# START OF DATA LINES

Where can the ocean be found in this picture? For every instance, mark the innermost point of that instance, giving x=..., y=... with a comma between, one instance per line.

# END OF DATA LINES
# START OF DATA LINES

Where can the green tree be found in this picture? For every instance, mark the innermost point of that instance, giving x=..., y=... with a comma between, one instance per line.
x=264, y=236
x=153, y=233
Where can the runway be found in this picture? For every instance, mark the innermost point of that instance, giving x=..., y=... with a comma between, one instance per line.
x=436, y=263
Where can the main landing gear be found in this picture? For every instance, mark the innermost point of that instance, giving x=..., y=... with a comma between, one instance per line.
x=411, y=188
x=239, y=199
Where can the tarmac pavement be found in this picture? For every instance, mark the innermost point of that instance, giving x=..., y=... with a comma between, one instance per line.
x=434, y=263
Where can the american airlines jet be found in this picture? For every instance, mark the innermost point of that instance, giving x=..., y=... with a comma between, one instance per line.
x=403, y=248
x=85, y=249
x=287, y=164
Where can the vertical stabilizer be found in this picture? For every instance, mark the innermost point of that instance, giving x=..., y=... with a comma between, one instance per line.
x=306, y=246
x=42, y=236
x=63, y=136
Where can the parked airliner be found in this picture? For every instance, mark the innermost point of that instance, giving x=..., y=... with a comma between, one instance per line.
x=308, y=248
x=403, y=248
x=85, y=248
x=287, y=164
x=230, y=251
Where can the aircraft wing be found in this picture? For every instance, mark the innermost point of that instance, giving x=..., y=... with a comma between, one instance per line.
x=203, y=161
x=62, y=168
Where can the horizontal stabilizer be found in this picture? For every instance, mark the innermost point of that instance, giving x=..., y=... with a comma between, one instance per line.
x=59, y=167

# END OF DATA LINES

**AIM OF THE EXERCISE**
Could you revise the material between the lines holding "Where can the aircraft" and "x=59, y=167", inclusive, swapping "aircraft wing" for "airplane wing" and keeping everything else the same? Return only those lines.

**TASK SOLUTION**
Where can the airplane wing be found in this picture? For every instance, mark the innermost point of that instance, giving x=..., y=... with a comma between, one instance per line.
x=203, y=161
x=62, y=168
Where can the horizontal stabilizer be found in this picture? For every instance, mark the innermost point of that instance, giving x=..., y=... with a comma between, one instance per line.
x=59, y=167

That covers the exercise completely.